Text provided:
Cancer caregiver: Why COVID-19 social distancing matters
Allison Hemer Jochetz
My husband, John, and I had only been married 45 days when he was diagnosed with glioblastoma on Sept. 1, 2017. Hurricane Harvey loomed over the Houston area as John was admitted to MD Anderson and underwent a gross total resection to fully remove his brain tumor. As a result of the tumor's severe pressure on his optic nerve, John lost his eyesight but completed radiation therapy at the end of 2017 and chemotherapy the following fall.
John was in a monitoring phase until last November. That’s when we learned the tumor had come back. John had a second craniotomy in December 2019 and began a clinical trial in January. He is responding well.
Social distancing can help prevent spread of COVID-19
Like many of our friends and family, we have been trying to quell anxieties stemming from the mass amounts of information out there about COVID-19. We had seen the graph that's been circulating online, illustrating the importance of staying home to avoid spreading the coronavirus.
However, the importance of social distancing really hit home for John and me when we went out to dinner last week. There was an hour-long wait, with lots of people standing around. John and I looked at each other and thought, “Should we really be here? Is this the right choice? Is our health at risk?”
Preventing COVID-19 spread is personal
Social distancing is a practice aimed at preventing sick people from coming in close contact with healthy people. The goal is to reduce opportunities for COVID-19 to spread from person to person. By actively choosing to stay home, avoid large events, reduce unnecessary trips, and maintaining physical distance from others in ways both big and small, we can reduce the spread of COVID-19 and lower the risk that cancer survivors like John catch it.
For us, this is personal. We know that although John looks totally normal on the outside, it could be extremely dangerous for him if he were to get COVID-19. Despite John’s outward appearance, his health and his stable white blood cell count, he is particularly vulnerable along with countless others who may not look sick.
We feel strongly that we can protect many people by making a really simple choice. Sit on the couch. Relax. Clean your house. Take care of the tasks you have always wished you had more time to accomplish.
Empower yourself by staying away from others
There are so many people out there who are vulnerable to COVID-19. But you can’t always tell who they are just by looking at them. I wouldn't say John looks more vulnerable than anyone else, but this demonstrates to me how many people out there like him could be vulnerable, too. By choosing to engage in social distancing, you are supporting cancer patients in their fight to end their disease. You are doing good for others just by choosing to stay home.
Just the other night, two of John's best friends invited us to their home for dinner. John responded with a simple text: “I'm practicing social distancing. Thank you for the invite.” Their response? “Oh right! That's probably a good idea.”
John made two people think twice about whatever choice they will make next. Whose mind will you help change?

Task brief: In the caregiver's account of social distancing, which actions does the sentence beginning "By actively choosing" list as ways to reduce the spread of COVID-19?

Natural language descriptions of regions
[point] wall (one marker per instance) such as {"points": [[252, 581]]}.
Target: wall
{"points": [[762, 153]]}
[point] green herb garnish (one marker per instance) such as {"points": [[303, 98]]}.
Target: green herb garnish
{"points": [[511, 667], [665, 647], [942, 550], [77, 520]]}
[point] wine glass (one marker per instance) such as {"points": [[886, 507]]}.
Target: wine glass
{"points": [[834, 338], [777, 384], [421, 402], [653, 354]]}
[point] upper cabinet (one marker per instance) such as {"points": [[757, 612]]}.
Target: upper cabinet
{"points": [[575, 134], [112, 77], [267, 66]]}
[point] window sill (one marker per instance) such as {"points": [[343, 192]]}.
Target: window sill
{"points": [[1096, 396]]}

Solution for this problem:
- Stay home
- Avoid large events
- Reduce unnecessary trips
- Maintain physical distance from others in ways both big and small